WHAT IS REQUIRED -
Put every line of the data below into a Markdown table with two columns, Row and Line. Number the rows and leave out any blank lines.

**** EXTRACTED DATA

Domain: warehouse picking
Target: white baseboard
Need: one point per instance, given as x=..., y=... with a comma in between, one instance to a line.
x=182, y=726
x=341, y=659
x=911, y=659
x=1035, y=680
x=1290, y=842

********

FINISHED ANSWER -
| Row | Line |
|---|---|
| 1 | Domain: warehouse picking |
| 2 | Target: white baseboard |
| 3 | Need: one point per instance, given as x=..., y=... with a comma in between, one instance to a line. |
| 4 | x=182, y=726 |
| 5 | x=341, y=659 |
| 6 | x=911, y=659 |
| 7 | x=1035, y=680 |
| 8 | x=1290, y=842 |